• _Written exercise_:
Return every line in the rows below that contains the string "ventilation", matching case exactly.

## Start

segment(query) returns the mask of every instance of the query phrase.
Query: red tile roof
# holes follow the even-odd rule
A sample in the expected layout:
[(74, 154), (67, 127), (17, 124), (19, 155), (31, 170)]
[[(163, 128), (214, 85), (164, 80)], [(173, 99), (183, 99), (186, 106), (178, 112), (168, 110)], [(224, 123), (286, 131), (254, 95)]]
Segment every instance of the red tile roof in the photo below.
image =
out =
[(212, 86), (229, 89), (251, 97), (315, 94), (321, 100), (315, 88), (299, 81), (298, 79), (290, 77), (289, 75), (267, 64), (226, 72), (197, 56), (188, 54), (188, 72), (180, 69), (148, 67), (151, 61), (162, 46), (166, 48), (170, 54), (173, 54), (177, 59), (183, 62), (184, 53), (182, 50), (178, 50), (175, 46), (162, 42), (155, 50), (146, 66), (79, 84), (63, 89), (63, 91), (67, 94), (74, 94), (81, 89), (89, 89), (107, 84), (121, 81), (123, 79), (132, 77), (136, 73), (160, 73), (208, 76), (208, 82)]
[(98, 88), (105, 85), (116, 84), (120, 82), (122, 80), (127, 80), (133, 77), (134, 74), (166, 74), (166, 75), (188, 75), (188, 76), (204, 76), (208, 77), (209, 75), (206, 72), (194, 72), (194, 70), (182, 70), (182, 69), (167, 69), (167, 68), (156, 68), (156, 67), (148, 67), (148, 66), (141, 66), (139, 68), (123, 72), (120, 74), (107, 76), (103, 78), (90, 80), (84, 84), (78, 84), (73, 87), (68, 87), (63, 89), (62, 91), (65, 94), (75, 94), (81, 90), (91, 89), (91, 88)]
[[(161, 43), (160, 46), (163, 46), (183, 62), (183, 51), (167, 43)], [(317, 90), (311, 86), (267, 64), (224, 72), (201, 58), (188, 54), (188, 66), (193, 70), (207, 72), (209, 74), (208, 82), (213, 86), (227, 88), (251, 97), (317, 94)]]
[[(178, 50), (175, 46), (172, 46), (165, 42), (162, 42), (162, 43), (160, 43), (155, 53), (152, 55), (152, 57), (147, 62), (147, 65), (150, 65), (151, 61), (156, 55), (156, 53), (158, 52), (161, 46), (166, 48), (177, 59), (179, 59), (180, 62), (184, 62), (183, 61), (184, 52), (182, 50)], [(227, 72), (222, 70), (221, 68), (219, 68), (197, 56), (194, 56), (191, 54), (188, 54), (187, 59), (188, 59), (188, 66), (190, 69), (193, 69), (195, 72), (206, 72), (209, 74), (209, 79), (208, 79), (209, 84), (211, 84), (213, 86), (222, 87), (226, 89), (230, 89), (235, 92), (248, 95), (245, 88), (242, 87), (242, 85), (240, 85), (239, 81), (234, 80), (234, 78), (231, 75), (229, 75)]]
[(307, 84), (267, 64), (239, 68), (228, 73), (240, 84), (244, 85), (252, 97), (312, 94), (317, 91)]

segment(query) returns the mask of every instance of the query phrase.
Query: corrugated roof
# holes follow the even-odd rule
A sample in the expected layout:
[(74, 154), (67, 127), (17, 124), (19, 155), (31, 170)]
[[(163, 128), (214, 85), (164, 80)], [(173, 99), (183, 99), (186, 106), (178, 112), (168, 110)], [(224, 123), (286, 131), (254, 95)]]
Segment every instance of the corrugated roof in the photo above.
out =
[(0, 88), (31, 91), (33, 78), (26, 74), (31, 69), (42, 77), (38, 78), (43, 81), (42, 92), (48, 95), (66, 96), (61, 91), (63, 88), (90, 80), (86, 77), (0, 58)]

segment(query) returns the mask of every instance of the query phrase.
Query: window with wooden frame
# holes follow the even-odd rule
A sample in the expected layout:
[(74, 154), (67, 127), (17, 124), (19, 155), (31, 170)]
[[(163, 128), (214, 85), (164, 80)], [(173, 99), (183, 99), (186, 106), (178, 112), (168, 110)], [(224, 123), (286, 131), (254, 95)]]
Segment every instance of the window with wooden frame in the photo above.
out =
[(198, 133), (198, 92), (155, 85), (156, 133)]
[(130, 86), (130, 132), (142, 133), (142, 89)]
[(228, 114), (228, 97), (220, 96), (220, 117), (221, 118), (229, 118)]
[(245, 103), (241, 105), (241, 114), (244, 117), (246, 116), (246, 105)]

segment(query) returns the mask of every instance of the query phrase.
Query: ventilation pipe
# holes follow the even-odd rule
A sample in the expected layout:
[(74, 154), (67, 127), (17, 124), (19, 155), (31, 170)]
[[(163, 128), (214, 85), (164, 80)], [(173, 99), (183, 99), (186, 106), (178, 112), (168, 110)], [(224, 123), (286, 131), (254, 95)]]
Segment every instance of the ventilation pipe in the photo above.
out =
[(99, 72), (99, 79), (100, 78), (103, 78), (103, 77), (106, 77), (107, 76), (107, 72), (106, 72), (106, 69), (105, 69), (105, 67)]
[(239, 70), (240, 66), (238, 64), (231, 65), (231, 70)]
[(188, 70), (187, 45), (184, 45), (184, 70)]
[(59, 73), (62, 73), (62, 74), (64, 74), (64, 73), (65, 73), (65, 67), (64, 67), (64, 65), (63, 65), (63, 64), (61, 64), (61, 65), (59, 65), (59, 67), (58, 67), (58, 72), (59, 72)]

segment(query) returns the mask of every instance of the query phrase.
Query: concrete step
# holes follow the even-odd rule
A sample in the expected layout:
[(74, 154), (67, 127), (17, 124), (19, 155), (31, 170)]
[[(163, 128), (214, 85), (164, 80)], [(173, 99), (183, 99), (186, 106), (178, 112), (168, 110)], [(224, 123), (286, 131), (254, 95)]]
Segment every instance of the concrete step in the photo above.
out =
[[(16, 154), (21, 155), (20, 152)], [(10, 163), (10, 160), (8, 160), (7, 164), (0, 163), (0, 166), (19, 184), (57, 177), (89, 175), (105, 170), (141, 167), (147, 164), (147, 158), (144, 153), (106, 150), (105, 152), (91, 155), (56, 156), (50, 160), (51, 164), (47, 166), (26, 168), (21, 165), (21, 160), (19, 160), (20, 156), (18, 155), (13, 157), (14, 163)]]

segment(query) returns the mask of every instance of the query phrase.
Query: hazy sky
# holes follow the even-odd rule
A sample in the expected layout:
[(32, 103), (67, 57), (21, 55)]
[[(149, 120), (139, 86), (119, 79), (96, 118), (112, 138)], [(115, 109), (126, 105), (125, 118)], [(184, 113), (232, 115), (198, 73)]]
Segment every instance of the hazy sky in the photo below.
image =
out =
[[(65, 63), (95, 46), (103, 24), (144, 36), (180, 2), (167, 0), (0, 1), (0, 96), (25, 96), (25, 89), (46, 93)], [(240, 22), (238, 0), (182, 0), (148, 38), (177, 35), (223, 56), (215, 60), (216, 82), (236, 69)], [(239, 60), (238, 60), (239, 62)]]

## End

• _Output_:
Query: ventilation pipe
Segment every instance of the ventilation pipe in the photo above.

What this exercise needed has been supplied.